- **Exercise objective**
All lines below are to be transcribed exactly.

---+---

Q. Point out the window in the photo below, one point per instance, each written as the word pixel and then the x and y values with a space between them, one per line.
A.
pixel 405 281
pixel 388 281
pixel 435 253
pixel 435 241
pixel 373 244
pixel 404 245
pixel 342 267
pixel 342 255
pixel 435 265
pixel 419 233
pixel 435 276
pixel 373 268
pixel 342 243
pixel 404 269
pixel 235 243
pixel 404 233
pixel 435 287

---+---

- **Written response**
Q. Point out the window in the photo below, one point per instance, each written as the word pixel and then the x and y values with a space between them, one per line.
A.
pixel 405 281
pixel 388 281
pixel 435 253
pixel 435 241
pixel 373 244
pixel 404 245
pixel 342 267
pixel 342 255
pixel 435 265
pixel 419 233
pixel 435 276
pixel 373 268
pixel 342 243
pixel 404 269
pixel 235 243
pixel 404 233
pixel 435 287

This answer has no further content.